_Required task_
Rewrite each line of the records below as a JSON list of strings, one string per line, with blank lines dropped. Leave the pictures out of the list.

-- Begin --

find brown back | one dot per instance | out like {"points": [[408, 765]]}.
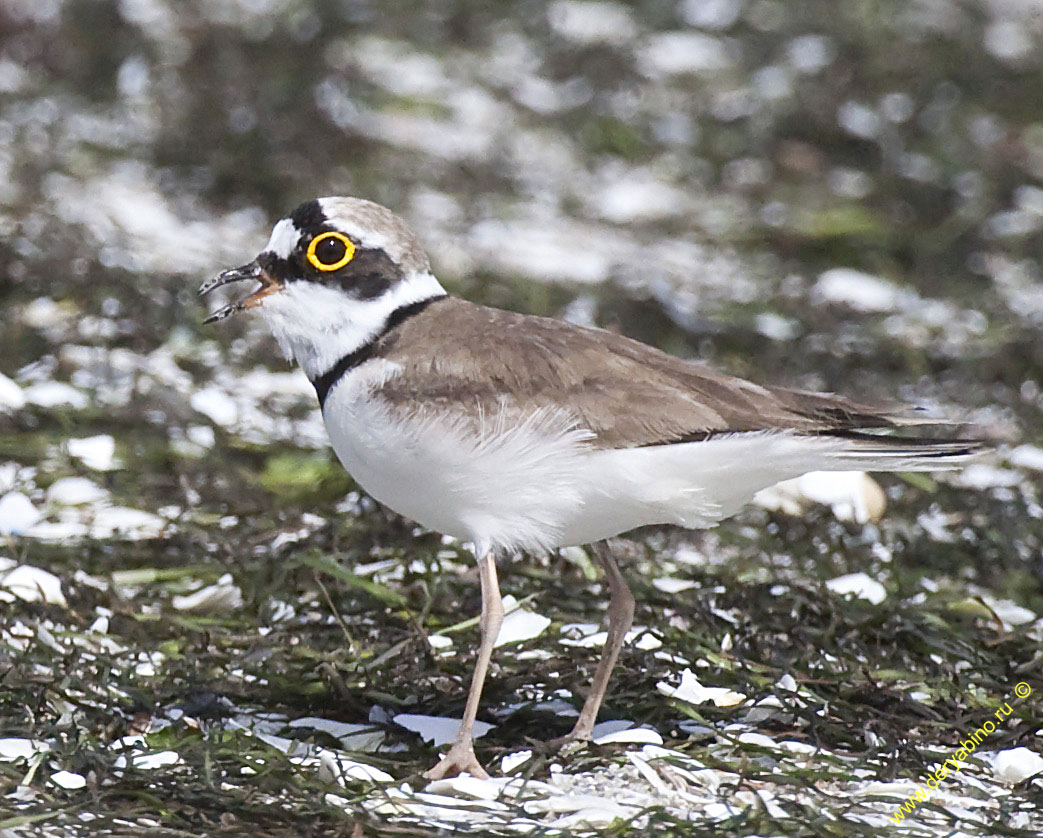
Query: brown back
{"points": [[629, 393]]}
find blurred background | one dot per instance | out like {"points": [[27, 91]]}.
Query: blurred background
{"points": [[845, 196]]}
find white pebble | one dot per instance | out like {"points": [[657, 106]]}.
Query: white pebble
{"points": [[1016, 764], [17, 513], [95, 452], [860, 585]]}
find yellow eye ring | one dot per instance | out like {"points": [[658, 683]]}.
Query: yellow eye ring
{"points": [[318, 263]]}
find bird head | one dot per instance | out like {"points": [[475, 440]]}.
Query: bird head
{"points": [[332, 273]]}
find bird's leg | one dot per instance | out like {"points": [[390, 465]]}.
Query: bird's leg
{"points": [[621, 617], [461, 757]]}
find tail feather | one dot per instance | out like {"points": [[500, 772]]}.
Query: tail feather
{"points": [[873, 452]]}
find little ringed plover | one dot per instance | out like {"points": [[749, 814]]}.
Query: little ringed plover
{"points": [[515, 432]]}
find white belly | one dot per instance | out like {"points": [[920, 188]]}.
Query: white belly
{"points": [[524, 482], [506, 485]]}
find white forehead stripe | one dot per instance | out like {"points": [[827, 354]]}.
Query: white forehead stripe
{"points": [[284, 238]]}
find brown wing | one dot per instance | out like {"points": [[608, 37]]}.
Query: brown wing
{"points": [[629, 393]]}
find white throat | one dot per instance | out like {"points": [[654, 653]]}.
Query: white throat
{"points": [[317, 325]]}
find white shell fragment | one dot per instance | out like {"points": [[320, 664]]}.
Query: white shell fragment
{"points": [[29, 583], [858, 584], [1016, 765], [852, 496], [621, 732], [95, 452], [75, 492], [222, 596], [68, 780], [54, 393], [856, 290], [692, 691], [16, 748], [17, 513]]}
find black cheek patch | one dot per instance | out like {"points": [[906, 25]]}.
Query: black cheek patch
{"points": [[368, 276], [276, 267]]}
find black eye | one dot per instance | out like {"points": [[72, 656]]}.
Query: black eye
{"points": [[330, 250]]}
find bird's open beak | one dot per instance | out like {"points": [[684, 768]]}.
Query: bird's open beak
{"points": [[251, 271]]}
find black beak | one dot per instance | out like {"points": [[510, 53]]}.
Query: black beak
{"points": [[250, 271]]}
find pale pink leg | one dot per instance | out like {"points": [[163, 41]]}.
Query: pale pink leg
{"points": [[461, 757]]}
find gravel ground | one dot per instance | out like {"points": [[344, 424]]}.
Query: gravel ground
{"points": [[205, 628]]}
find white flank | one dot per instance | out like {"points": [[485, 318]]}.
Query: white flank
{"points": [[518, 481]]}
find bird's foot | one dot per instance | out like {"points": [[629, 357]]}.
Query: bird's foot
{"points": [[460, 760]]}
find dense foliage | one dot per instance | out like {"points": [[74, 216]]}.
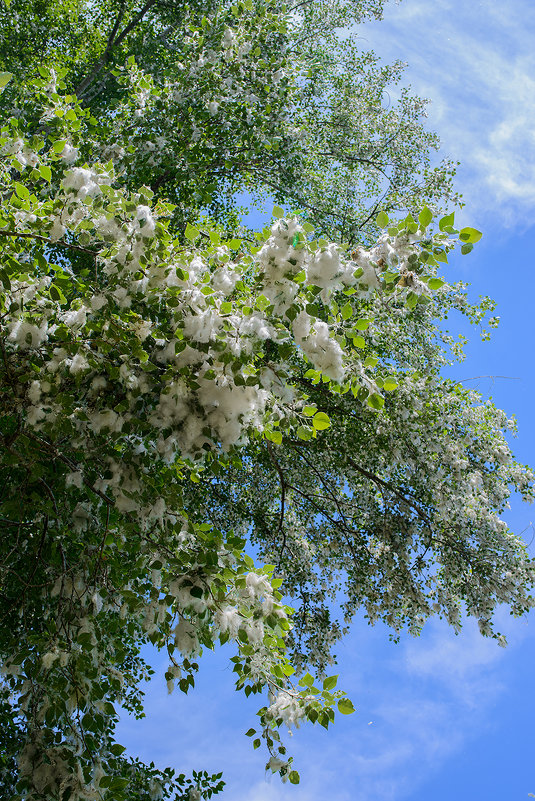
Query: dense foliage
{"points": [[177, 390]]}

-- End --

_Expected answer_
[
  "find brown back | one dot per instance | out like {\"points\": [[408, 765]]}.",
  "Query: brown back",
  "{\"points\": [[629, 393]]}",
  "find blurred background | one dot per instance | out like {\"points\": [[27, 91]]}.",
  "Query: blurred background",
  "{\"points\": [[845, 196]]}",
  "find white pebble | one dot per instance | out like {\"points\": [[657, 106]]}.",
  "Query: white pebble",
  "{\"points\": [[1016, 764], [17, 513], [95, 452], [860, 585]]}",
  "find yellow eye ring | one dot per instance | out like {\"points\": [[658, 683]]}.",
  "Query: yellow eye ring",
  "{\"points\": [[318, 263]]}",
  "find bird head | one dot per instance | out like {\"points\": [[475, 440]]}.",
  "Query: bird head",
  "{\"points\": [[332, 273]]}",
  "find bird's leg | one dot per instance | out like {\"points\": [[390, 465]]}.",
  "Query: bird's leg",
  "{\"points\": [[621, 617], [461, 757]]}",
  "find tail feather | one dot per instance | out like {\"points\": [[500, 772]]}.",
  "Query: tail feather",
  "{\"points\": [[873, 452]]}",
  "find little ringed plover | one dot per instance | out like {\"points\": [[749, 814]]}.",
  "Query: little ringed plover",
  "{\"points\": [[515, 432]]}",
  "find white belly | one dot per instance | out like {\"points\": [[920, 188]]}.",
  "Query: white belly",
  "{\"points\": [[524, 482], [506, 485]]}",
  "find white forehead stripe | one dot per instance | out like {\"points\": [[827, 354]]}.",
  "Query: white forehead stripe",
  "{\"points\": [[284, 238]]}",
  "find brown wing | one dot per instance | out like {\"points\": [[608, 37]]}.",
  "Query: brown wing",
  "{\"points\": [[629, 393]]}",
  "find white throat | one dot per instance | out like {\"points\": [[654, 653]]}.",
  "Query: white throat",
  "{\"points\": [[317, 325]]}",
  "find white shell fragment | one dot per instance | out like {\"points\": [[320, 664]]}.",
  "Query: white shell fragment",
  "{\"points\": [[29, 583], [858, 584], [1016, 765], [852, 496], [621, 732], [95, 452], [75, 492], [222, 596], [68, 780], [54, 393], [856, 290], [692, 691], [16, 748], [17, 513]]}",
  "find black cheek patch | one dot per instance | out like {\"points\": [[906, 25]]}.",
  "Query: black cheek patch",
  "{\"points\": [[368, 276], [276, 267]]}",
  "find black eye | one dot per instance | out like {\"points\": [[72, 656]]}.",
  "Query: black eye",
  "{\"points\": [[330, 250]]}",
  "find bird's open beak | one dot per instance | out like {\"points\": [[684, 768]]}.",
  "Query: bird's open beak",
  "{\"points\": [[251, 271]]}",
  "find black beak | one dot per instance | out like {\"points\": [[510, 53]]}.",
  "Query: black beak",
  "{\"points\": [[250, 271]]}",
  "find pale pink leg | one dot per instance | out like {\"points\": [[163, 41]]}.",
  "Query: pale pink leg",
  "{\"points\": [[461, 757]]}",
  "find gravel ground | one dot per instance | out like {\"points\": [[344, 424]]}.",
  "Query: gravel ground",
  "{\"points\": [[205, 628]]}",
  "find white flank | one dot per instance | out like {\"points\": [[485, 318]]}.",
  "Query: white flank",
  "{\"points\": [[518, 481]]}",
  "find bird's foot | one dot per instance | out like {\"points\": [[629, 357]]}.",
  "Query: bird's foot",
  "{\"points\": [[460, 760]]}",
  "find dense foliage | one dot per instance | out like {\"points\": [[74, 216]]}.",
  "Query: dense foliage",
  "{\"points\": [[177, 390]]}"
]